Why would NWO be even more harmful than obesity alone? The main reason is that the component of central obesity that characterizes NWO is particularly inflammatory—and inflammation drives chronic disease, such as heart disease, diabetes, cancer, kidney disease, fatty liver disease, autoimmune disease and neurodegenerative ­disorders such as Parkinson’s disease. 

Do you have NWO?

NWO is common, but most people don’t know they have it because primary care physicians rarely diagnose it. NWO can be identified by determining your BMI and measuring your waist circumference.* If your BMI is “normal”—­between 18.5 and 24.9—but your waist circumference is greater than 40 inches (for men) or more than 34.6 inches (for women), you have NWO. 

That may sound like an easy determination, but measuring waist circumference accurately is not that simple. Ideally, a nurse or other trained health professional should do it. But you also can measure your waist circumference by using a cloth tape measure and following these steps (note: this method may not be 100% accurate)…

Put the tape measure at the top of your hip bone. Loop the tape measure around your waist, level with your ­belly button and level all the way around your body, front and back.

------------------------

Extract the passage on NWO in full, reproducing every word and mark without any change. The data that follows is separate material and has no connection to the passage on NWO.

**Material provided**
------------------------

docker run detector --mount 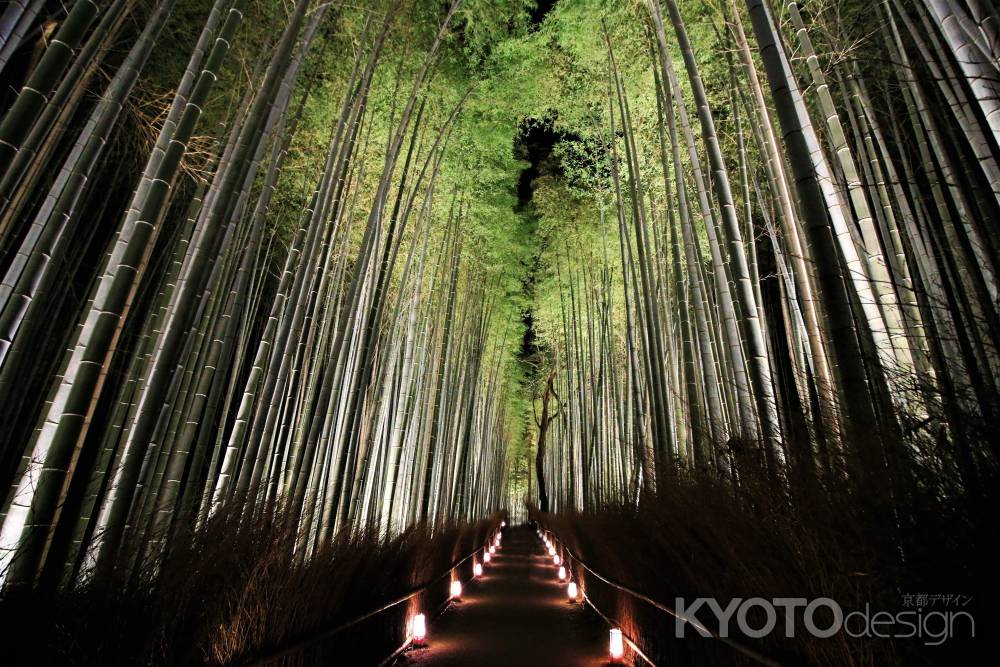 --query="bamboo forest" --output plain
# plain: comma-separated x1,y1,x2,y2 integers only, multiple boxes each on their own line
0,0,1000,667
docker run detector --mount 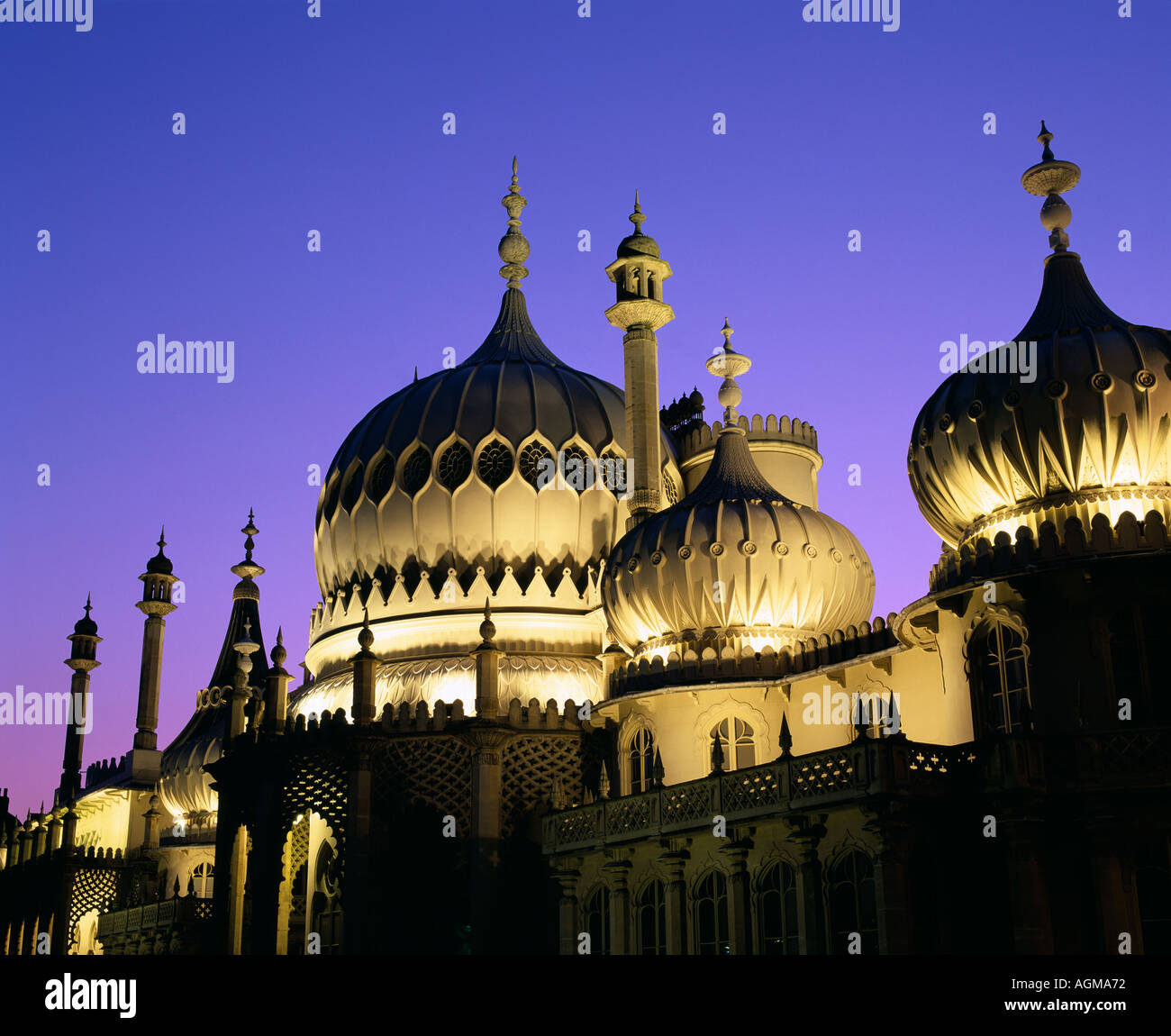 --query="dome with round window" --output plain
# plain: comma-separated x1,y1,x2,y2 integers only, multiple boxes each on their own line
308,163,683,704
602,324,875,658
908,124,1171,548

------------------------

**Solution to the exercise**
Why would NWO be even more harmful than obesity alone? The main reason is that the component of central obesity that characterizes NWO is particularly inflammatory—and inflammation drives chronic disease, such as heart disease, diabetes, cancer, kidney disease, fatty liver disease, autoimmune disease and neurodegenerative ­disorders such as Parkinson’s disease. 

Do you have NWO?

NWO is common, but most people don’t know they have it because primary care physicians rarely diagnose it. NWO can be identified by determining your BMI and measuring your waist circumference.* If your BMI is “normal”—­between 18.5 and 24.9—but your waist circumference is greater than 40 inches (for men) or more than 34.6 inches (for women), you have NWO. 

That may sound like an easy determination, but measuring waist circumference accurately is not that simple. Ideally, a nurse or other trained health professional should do it. But you also can measure your waist circumference by using a cloth tape measure and following these steps (note: this method may not be 100% accurate)…

Put the tape measure at the top of your hip bone. Loop the tape measure around your waist, level with your ­belly button and level all the way around your body, front and back.